** begin Passage provided **

BRIEF DESCRIPTION OF THE DRAWINGS

(1) The disclosure will be readily understood by the following detailed description in conjunction with the accompanying drawings, wherein like reference numerals designate like structural elements, and in which:

(2) FIG. 1 shows a boule of synthetic sapphire crystal divided into a plurality of brick portions and further divided into sheets sawed from these brick portions;

(3) FIG. 2 is a side view of a laser etching a bar code on a sapphire sheet;

(4) FIG. 3 shows a top view of a bar code etched in a sapphire sheet;

(5) FIG. 4 is a side view of a laser etching a bar code on a sapphire sheet through a liquid layer;

(6) FIG. 5 is a side view of a laser etching a bar code on a sapphire sheet through a lens;

(7) FIG. 6 is a view of a smartphone with a sapphire glass display window;

(8) FIG. 7 is an alternate embodiment showing a laser etching a bar code in a brick of sapphire crystal material;

(9) FIG. 8 is a side view showing a light source illuminating a bar code in a sapphire crystal; and

(10) FIG. 9 is a flow chart illustrating a manufacturing method for sapphire crystal displays.

DESCRIPTION

(11) Reference will now be made in detail to representative embodiments illustrated in the accompanying drawings. It should be understood that the following descriptions are not intended to limit the embodiments to one preferred embodiment. To the contrary, it is intended to cover alternatives, modifications, and equivalents as can be included within the spirit and scope of the described embodiments as defined by the appended claims.

(12) As described herein, a laser mark may be formed within a transparent material, such as sapphire. In some embodiments, a laser mark is formed by focusing laser energy within the bulk of the material to locally destroy the structure. The local destruction of the structure may result in a change or alteration in index of refraction of the material which can render the locally-destroyed area optically or machine detectable, but difficult to see without optical aids or specific lighting conditions.

(13) In some embodiments, the laser mark is formed by damaging or altering the crystalline structure of sapphire in a very small region to create a region having a slightly different optical index. In some embodiments, a laser is used to alter the index of refraction of the material over a localized region. In some embodiments, regions created in this fashion may further reduce the visibility of the mark from common viewing angles of a user while still preserving the detectability of the bar code marking via controlled orientation lighting and imaging apparatus.

** end Passage provided **
** begin Data provided **

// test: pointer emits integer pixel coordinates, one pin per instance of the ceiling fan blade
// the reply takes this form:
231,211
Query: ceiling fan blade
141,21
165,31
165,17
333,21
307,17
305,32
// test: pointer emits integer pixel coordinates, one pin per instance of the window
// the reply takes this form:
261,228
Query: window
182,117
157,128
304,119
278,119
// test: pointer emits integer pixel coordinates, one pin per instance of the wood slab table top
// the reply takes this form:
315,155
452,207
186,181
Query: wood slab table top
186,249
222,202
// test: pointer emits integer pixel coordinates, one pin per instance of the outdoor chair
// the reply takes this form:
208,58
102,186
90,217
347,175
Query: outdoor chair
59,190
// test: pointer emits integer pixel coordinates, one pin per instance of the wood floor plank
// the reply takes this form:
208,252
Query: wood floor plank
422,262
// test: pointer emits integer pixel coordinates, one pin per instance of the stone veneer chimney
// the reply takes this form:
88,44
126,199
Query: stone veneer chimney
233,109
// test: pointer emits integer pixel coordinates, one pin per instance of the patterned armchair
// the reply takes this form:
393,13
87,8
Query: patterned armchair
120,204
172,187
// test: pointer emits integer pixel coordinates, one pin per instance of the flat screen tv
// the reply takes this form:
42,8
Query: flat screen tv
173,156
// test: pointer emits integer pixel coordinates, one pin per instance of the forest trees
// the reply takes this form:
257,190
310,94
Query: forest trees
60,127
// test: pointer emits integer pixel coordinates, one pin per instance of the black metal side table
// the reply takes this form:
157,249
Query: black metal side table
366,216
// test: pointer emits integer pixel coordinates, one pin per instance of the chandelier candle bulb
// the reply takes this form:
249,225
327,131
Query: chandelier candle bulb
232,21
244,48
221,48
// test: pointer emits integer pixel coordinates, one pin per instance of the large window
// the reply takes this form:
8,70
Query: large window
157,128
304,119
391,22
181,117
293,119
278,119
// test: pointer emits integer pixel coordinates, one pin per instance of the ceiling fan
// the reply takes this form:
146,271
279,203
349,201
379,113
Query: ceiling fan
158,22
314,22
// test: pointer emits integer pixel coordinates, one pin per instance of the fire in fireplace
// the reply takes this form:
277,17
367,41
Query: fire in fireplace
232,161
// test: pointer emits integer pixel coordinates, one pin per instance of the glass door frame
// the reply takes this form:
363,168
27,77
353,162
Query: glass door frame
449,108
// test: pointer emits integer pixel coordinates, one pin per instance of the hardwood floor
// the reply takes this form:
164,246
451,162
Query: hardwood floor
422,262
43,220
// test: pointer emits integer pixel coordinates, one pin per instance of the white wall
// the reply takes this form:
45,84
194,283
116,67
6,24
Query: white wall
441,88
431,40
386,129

** end Data provided **

■ **Exercise 1**: Summarize the passage on laser marking of sapphire in two sentences.
■ **Exercise 2**: Output everything in the records from the line that contains "the white wall" down through the end of the records, unchanged.
The sapphire passage and the records are separate material.

■ **Task response 1**: The drawings show a sapphire boule cut into bricks and sheets, lasers etching bar codes on sapphire sheets directly, through a liquid layer or through a lens, a smartphone with a sapphire display window, and a manufacturing flow chart. A laser mark can be formed inside a transparent material such as sapphire by focusing laser energy to locally destroy or alter its structure, which changes the index of refraction so the mark can be detected optically or by machine but is hard to see without optical aids or specific lighting.

■ **Task response 2**:
// test: pointer emits integer pixel coordinates, one pin per instance of the white wall
// the reply takes this form:
45,84
194,283
116,67
6,24
Query: white wall
441,88
431,40
386,129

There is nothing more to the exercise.